| Task statement |
Working through the records below, count the lines that include "positive". The reply is that number alone.

| Materials provided |
• • • • •

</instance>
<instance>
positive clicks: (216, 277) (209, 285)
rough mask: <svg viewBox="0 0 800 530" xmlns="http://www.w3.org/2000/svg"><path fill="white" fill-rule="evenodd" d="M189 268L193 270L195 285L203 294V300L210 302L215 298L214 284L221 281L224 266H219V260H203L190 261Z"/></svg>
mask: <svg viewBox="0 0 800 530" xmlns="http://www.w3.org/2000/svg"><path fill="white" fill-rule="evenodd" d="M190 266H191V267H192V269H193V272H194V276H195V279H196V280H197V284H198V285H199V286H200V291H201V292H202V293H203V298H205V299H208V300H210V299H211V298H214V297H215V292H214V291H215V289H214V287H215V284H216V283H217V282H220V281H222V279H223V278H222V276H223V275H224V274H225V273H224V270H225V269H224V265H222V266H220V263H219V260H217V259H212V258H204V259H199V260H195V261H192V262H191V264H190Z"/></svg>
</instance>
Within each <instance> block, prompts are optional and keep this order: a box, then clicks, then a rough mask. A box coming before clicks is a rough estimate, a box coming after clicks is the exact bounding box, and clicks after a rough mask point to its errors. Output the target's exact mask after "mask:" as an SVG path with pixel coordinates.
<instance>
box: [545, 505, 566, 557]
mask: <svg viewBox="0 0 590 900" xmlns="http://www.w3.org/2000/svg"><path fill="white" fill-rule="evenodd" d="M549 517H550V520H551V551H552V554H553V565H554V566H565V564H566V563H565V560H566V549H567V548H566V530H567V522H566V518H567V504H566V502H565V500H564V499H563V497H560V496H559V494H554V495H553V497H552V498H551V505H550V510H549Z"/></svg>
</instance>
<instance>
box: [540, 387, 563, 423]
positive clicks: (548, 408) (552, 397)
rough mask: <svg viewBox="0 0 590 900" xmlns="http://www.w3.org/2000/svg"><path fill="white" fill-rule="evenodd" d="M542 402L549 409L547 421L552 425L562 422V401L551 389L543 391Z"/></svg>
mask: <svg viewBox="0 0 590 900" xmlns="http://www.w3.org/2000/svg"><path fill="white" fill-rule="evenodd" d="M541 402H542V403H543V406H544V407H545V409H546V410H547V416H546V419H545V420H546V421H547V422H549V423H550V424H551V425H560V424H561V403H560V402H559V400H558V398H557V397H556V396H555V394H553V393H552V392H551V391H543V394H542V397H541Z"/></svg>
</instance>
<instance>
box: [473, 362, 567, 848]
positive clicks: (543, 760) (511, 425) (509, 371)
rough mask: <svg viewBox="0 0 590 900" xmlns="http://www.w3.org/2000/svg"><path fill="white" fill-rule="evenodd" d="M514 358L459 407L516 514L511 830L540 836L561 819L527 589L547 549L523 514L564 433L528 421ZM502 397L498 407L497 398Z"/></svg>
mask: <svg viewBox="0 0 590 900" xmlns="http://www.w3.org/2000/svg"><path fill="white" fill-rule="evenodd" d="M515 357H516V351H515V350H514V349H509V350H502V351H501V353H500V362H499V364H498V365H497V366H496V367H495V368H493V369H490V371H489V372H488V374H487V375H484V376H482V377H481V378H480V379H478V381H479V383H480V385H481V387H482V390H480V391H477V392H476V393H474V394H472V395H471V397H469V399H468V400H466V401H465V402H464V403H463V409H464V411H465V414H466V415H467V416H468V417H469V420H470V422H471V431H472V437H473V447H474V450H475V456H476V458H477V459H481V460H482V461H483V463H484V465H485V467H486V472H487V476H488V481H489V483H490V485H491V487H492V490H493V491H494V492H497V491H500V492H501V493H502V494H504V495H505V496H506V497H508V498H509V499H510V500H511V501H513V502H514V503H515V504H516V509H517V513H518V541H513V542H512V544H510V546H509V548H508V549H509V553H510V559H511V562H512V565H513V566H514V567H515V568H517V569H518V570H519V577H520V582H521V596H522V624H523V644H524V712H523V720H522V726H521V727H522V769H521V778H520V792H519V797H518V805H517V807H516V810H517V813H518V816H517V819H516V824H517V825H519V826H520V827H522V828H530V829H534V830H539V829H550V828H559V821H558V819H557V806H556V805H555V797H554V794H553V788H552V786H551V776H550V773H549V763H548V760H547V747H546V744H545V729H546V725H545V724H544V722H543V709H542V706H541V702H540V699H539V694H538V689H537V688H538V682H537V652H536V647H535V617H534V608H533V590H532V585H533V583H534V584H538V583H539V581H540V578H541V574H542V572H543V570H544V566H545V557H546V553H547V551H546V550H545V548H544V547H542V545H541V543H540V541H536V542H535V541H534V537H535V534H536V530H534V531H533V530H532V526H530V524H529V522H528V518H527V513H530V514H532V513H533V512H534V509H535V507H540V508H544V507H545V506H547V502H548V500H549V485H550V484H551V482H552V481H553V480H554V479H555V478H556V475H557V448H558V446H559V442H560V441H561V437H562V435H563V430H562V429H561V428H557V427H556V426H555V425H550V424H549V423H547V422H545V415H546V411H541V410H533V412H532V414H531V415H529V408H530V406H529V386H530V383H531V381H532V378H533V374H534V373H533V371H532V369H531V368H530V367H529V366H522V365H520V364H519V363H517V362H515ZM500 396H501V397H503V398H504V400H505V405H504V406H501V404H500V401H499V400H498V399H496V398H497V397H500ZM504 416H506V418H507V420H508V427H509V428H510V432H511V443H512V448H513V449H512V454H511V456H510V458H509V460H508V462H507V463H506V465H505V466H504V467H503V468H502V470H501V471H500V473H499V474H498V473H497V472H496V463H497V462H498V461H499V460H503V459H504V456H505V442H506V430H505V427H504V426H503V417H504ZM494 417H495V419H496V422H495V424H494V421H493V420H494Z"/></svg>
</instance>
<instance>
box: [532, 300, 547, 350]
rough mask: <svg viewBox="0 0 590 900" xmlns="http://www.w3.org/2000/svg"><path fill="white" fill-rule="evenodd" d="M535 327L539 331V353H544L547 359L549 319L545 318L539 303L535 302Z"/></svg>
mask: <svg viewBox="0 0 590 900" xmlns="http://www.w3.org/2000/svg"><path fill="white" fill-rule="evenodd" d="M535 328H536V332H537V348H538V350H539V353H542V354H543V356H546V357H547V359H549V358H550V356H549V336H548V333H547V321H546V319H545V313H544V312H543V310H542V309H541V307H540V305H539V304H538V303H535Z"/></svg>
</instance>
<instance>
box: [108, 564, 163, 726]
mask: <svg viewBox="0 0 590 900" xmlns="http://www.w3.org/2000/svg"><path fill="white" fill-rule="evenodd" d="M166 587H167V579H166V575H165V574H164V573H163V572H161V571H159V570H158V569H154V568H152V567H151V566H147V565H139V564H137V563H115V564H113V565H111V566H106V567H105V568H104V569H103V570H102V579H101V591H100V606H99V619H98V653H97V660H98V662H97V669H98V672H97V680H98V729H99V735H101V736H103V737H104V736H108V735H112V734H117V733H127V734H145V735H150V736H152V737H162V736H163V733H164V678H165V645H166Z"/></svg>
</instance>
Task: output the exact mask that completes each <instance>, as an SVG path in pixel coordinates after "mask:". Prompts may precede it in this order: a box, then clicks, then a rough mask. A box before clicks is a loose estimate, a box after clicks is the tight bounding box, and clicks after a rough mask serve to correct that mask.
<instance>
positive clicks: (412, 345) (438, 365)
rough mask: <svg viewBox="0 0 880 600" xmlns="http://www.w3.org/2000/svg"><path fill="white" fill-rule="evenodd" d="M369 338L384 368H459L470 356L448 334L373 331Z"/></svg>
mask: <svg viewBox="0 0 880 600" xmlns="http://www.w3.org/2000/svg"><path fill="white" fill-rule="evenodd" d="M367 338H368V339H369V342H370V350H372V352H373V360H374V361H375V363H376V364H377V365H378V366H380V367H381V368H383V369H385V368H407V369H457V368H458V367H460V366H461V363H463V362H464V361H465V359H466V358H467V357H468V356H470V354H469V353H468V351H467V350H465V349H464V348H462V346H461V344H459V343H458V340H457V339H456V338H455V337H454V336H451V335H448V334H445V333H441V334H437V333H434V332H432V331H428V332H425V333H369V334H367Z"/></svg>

• • • • •

| Exercise answer |
4